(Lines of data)
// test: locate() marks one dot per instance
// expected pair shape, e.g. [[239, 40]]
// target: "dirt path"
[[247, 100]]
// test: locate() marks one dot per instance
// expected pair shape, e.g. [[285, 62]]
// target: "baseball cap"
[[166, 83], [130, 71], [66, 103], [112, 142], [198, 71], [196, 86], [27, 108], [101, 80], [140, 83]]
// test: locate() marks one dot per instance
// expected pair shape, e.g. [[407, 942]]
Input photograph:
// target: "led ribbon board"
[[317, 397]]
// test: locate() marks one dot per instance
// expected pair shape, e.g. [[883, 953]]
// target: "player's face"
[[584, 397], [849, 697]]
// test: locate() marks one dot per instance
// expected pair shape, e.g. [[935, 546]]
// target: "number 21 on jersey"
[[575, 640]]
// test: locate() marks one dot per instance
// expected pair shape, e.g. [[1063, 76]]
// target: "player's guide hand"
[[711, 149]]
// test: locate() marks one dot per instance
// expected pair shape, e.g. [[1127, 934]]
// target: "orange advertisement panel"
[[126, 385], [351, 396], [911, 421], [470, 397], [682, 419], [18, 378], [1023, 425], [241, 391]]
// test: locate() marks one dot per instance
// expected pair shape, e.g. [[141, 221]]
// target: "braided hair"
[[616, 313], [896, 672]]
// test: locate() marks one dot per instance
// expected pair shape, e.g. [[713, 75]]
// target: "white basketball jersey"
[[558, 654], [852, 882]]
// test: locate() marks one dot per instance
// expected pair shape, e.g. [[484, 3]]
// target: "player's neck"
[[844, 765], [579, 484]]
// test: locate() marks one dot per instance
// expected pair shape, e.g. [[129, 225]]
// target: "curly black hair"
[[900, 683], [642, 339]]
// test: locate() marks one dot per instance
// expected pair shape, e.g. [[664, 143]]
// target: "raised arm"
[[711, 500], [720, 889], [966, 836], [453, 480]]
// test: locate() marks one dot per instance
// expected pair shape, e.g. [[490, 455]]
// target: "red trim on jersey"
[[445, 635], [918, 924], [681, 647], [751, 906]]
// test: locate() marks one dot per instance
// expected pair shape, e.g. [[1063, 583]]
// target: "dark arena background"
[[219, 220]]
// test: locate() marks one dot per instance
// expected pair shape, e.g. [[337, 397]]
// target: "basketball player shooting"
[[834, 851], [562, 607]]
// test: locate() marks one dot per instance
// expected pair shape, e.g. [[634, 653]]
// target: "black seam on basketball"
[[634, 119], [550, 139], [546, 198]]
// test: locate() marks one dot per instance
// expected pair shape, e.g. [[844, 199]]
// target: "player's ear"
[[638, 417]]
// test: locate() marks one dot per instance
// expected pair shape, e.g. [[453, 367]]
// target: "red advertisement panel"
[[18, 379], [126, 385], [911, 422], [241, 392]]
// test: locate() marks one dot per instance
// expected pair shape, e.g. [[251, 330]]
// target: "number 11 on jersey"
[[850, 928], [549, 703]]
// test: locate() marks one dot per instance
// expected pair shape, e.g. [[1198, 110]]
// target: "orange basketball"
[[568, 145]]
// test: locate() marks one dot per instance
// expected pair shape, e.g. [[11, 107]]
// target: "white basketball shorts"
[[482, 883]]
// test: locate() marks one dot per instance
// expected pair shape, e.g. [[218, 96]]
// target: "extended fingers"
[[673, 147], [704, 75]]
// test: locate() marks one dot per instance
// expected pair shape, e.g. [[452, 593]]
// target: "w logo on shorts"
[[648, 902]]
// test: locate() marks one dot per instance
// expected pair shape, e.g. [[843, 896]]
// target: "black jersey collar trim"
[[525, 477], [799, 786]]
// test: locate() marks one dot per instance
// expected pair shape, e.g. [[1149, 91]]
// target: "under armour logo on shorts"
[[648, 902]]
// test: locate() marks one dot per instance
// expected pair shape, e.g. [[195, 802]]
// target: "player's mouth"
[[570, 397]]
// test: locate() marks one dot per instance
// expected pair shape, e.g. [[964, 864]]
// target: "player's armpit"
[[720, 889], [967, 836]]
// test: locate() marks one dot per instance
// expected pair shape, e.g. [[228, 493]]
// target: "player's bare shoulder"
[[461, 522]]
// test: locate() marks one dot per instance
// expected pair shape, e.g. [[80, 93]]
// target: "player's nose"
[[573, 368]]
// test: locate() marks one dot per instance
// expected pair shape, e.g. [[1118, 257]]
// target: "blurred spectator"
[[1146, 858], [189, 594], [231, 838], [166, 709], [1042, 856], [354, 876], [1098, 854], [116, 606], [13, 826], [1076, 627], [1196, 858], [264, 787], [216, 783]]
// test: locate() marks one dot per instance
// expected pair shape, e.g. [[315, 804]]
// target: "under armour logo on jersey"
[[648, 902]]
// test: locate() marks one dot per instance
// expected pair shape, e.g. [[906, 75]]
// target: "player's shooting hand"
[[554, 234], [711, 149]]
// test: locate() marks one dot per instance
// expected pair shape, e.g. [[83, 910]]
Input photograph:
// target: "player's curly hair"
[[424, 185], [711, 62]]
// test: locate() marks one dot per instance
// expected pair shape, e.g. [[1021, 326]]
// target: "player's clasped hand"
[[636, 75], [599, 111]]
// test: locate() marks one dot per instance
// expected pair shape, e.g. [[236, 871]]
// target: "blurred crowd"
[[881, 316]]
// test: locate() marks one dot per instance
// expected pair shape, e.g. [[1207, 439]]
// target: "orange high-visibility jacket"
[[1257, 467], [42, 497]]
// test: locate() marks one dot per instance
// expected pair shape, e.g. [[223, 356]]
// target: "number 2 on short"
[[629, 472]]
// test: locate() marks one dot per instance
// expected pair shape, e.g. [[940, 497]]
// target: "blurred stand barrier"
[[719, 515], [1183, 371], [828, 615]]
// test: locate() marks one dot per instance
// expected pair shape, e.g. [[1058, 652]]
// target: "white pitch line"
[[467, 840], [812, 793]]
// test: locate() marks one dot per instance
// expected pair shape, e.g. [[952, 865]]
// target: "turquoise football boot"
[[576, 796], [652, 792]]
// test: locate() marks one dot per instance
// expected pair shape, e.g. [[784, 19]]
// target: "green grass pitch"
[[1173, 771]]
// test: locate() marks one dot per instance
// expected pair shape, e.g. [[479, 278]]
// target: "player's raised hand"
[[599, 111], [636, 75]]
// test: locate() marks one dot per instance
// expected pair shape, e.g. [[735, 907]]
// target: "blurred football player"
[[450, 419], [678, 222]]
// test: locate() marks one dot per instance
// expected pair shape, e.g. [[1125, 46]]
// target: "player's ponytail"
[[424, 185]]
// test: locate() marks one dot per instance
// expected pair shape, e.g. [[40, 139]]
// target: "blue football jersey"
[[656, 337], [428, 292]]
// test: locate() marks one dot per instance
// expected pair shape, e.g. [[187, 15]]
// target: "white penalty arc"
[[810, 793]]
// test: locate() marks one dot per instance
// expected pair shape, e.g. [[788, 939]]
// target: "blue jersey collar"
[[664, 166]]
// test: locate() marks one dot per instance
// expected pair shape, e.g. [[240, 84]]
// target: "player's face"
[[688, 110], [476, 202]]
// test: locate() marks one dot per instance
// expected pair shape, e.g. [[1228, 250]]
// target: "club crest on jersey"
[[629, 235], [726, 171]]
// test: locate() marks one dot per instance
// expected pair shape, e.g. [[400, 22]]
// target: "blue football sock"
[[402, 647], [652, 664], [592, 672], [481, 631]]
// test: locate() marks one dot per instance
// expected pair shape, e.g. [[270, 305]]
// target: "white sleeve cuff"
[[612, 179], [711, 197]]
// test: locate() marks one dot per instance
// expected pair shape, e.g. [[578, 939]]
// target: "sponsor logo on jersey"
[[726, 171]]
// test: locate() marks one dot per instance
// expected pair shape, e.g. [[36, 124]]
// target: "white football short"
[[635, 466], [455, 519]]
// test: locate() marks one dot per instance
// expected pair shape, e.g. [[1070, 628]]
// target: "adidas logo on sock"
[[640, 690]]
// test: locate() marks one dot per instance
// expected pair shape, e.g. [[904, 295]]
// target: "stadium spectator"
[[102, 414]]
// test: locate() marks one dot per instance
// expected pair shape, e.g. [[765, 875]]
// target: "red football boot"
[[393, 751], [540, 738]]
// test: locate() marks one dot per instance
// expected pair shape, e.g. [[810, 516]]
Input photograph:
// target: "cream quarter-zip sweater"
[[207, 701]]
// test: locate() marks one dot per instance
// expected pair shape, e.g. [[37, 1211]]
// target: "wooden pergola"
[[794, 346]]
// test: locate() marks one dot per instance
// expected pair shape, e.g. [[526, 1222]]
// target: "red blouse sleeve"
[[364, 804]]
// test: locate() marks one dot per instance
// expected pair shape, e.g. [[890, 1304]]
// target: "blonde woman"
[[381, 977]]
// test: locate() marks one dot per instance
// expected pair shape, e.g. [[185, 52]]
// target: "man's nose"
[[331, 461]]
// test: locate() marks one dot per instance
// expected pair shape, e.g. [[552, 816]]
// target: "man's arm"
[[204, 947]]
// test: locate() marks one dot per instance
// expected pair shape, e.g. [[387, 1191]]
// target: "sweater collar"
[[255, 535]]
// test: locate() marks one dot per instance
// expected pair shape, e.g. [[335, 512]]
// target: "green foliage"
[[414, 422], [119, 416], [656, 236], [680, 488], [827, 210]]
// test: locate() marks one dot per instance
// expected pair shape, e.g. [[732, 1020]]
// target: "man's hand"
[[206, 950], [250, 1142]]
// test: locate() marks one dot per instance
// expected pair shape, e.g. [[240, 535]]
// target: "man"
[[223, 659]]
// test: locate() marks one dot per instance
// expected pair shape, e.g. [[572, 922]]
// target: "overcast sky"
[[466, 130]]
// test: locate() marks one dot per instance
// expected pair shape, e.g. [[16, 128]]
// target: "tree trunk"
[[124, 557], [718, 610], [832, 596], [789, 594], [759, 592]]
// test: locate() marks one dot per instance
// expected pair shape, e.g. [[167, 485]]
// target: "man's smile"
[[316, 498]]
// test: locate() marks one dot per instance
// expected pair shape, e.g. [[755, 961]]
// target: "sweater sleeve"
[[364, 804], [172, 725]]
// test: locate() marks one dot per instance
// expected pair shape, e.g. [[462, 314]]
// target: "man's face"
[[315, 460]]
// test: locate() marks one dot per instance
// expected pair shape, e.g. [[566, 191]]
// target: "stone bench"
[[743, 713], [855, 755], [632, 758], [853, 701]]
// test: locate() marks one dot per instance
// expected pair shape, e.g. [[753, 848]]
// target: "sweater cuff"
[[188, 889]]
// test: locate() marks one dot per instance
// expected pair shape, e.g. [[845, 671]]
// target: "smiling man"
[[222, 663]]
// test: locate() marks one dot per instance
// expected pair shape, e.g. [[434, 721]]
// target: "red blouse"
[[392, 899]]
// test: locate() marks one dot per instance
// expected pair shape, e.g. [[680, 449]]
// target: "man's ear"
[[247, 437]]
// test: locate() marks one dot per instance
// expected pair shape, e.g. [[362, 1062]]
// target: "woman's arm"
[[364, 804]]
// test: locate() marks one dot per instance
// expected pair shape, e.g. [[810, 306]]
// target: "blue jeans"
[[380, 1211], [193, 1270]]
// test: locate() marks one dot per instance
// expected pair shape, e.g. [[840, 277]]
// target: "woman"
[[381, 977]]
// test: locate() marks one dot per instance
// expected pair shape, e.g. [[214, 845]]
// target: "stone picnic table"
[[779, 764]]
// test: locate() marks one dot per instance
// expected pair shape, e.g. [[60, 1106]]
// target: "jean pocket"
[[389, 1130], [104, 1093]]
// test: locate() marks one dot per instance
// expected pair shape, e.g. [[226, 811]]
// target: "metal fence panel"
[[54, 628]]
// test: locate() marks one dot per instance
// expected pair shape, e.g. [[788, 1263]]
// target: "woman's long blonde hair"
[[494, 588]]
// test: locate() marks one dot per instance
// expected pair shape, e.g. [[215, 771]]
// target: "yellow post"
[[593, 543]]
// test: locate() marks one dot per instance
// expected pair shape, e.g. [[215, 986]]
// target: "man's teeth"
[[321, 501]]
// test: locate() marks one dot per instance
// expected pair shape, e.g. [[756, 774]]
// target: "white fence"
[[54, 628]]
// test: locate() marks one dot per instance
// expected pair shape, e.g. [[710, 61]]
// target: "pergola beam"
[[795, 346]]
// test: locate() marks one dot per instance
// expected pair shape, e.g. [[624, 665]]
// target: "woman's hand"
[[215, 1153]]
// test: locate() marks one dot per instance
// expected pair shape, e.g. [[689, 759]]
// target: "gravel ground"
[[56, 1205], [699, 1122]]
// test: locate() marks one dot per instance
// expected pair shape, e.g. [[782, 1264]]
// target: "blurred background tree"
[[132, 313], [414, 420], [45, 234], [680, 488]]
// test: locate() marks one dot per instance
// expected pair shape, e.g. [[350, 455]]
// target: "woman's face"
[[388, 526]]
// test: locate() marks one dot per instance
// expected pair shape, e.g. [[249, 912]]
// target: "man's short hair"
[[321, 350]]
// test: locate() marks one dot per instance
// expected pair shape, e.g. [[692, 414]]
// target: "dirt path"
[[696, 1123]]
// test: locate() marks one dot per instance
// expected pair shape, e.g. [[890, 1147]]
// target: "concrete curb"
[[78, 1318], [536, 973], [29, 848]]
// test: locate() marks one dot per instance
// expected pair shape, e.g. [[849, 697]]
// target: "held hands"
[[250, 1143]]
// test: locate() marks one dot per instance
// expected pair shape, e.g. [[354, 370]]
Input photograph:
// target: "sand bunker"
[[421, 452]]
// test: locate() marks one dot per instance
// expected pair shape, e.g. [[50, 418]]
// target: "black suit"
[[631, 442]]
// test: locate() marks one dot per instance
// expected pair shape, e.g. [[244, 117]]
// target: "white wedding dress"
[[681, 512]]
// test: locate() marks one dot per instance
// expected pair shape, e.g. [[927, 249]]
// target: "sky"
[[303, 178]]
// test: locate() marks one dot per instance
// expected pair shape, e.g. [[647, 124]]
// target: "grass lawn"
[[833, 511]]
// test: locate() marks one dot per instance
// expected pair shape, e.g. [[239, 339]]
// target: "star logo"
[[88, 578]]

§ TASK PROMPT
Count the lines in the material above that contain the string "orange", treating case as significant, and reply with the number alone.

§ TASK RESULT
3